## Dataset entries
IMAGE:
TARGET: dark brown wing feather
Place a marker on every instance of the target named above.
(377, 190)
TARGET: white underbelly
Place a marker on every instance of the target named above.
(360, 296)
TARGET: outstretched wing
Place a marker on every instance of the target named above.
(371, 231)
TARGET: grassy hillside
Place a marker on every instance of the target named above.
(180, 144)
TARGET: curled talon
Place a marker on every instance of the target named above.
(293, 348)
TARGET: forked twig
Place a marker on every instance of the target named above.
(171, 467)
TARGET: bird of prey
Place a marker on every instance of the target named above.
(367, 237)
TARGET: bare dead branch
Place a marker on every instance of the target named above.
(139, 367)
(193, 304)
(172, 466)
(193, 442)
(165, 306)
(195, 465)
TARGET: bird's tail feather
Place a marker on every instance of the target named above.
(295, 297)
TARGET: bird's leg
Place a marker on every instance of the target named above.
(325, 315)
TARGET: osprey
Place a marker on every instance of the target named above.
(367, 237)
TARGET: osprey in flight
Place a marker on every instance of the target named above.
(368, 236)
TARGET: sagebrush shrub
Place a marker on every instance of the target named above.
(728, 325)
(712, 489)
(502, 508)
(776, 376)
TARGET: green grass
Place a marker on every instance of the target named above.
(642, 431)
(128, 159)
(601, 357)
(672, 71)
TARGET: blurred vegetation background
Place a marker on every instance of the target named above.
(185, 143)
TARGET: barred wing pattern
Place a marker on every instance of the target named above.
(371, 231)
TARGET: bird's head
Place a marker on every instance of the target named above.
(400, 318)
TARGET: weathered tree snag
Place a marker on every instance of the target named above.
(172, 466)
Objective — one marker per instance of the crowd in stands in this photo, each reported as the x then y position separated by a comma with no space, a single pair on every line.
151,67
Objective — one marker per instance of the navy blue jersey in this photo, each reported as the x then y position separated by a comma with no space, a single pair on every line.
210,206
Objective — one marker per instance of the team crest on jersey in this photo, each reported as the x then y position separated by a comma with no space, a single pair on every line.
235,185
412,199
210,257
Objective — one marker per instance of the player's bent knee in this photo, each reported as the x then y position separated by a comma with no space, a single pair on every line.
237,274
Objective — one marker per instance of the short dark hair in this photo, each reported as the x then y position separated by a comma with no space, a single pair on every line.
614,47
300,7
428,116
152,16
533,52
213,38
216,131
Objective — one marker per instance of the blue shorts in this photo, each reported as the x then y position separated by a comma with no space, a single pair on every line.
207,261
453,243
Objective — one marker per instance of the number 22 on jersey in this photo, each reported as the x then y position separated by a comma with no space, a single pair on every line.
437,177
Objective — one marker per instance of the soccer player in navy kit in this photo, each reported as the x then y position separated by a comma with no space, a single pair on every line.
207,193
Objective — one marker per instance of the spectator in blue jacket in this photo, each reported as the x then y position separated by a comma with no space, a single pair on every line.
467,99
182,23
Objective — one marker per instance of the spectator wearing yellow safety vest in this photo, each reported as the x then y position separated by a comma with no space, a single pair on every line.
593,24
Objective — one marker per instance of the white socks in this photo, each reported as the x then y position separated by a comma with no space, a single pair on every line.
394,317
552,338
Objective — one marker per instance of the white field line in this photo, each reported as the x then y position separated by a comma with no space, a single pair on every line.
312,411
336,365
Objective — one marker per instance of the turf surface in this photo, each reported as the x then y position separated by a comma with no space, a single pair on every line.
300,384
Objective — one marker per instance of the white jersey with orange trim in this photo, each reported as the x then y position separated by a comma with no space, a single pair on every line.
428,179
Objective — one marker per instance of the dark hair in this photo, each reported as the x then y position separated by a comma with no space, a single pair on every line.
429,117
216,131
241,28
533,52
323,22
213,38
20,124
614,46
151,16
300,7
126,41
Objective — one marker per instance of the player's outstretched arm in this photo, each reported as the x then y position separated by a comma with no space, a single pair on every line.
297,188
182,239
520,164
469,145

## Action item
With nothing added or left out, print the data again.

## Solution for this task
IMAGE:
TARGET: dark brown wing feather
Place a marker on every instance of the target named above.
(377, 190)
TARGET: white underbelly
Place a marker on every instance of the target named above.
(360, 296)
TARGET: outstretched wing
Place a marker on every instance of the target named above.
(371, 231)
TARGET: grassy hillside
Place a marker on every instance of the target named above.
(180, 144)
TARGET: curled talon
Place a marker on every instance of the target named above.
(293, 348)
TARGET: forked twig
Place a marker on every instance of the target named above.
(171, 467)
TARGET: bird of prey
Place a marker on every instance of the target named above.
(367, 237)
TARGET: bare dead branch
Place a marker on every instance of the target named above.
(139, 367)
(193, 304)
(172, 466)
(193, 442)
(165, 306)
(195, 465)
TARGET: bird's tail feather
Place a marker on every instance of the target named above.
(295, 297)
TARGET: bird's leg
Place a marker on every instance of the target named above.
(325, 315)
TARGET: osprey
Place a marker on every instance of the target named above.
(367, 237)
TARGET: osprey in flight
Place a marker on every instance of the target named above.
(368, 236)
TARGET: sagebrush shrub
Place a marker on every instance of the target named above.
(728, 325)
(712, 489)
(502, 508)
(776, 376)
TARGET: green grass
Place a marker on every instance of the target named above.
(642, 431)
(128, 159)
(601, 357)
(672, 71)
TARGET: blurred vegetation background
Place a marker on every instance of the target named above.
(185, 143)
TARGET: barred wing pattern
Place a marker on every instance of the target named above.
(371, 231)
TARGET: bird's head
Place a marker on every instance of the target named above.
(400, 318)
TARGET: weathered tree snag
Place a marker on every instance of the target named above.
(172, 466)
Objective — one marker per instance of the crowd in stands in this photo, each reported as the x then y position separated by a comma with no space, a single pair on every line.
151,67
Objective — one marker per instance of the navy blue jersey in this photo, each reported as the x then y position separated by a comma with no space, a single pair on every line.
210,206
Objective — one marker per instance of the team crest on jersey in this photo, each reported as the x then y position separated by a comma with no space, a single pair on every line.
235,185
412,199
210,257
Objective — one marker per instance of the player's bent knee in this photo, each reported as the x then y position separated by a comma with no space, a single pair on every line.
237,274
Objective — one marker per instance of the short dark hair in this photo, each reported as the x then y position separated by a comma with no space, a single pair on every line.
614,47
300,7
428,116
152,16
533,52
213,38
216,131
Objective — one marker per instance of the blue shorts in this photo, each reported as the x then y position separated by a comma with no space, a single pair on every line.
207,261
453,243
Objective — one marker per instance of the number 22 on jersey in this photo, each reported as the x then y position separated by a comma with no space, a single pair on every line.
437,177
Objective — one marker per instance of the soccer player in navy kit in this photo, each reported as the x then y position separated by a comma with no space, a single pair on every line.
207,193
Objective — one marker per instance of the spectator in blue jacket in this photo, each reported as the x then y position separated by a comma with no space, a single pair on every line.
467,99
182,23
Objective — one marker per instance of the spectator wearing yellow safety vest in this photo, each reported as the x then y position separated by a comma with no space, a single pair on every line.
593,24
Objective — one marker per instance of the white socks in this photo, each reported as the x then y position separated by a comma with no space, a single pair on every line.
394,317
552,338
Objective — one marker per instance of the white field line in this photo, each reported as the x then y position separated by a comma with no space, a single pair on every line.
312,411
336,365
Objective — one marker per instance of the turf surface in this photo, each reported as the x then y position separated by a comma with no space, a single pair on every line.
300,384
Objective — one marker per instance of the white jersey with orange trim in this photo, each reported as the x then y position separated by a comma with no space, a single pair on every line.
428,179
Objective — one marker per instance of the dark hair in this photo, each reported as the x then y position separated by a comma with no space, a single pair on every line.
429,117
216,131
241,28
533,52
323,22
213,38
20,124
614,46
151,16
300,7
126,41
Objective — one marker per instance of the player's outstretched arm in this photo, each reported as the x then y position separated by a comma with no space, a single pair on every line.
297,188
182,239
520,164
469,145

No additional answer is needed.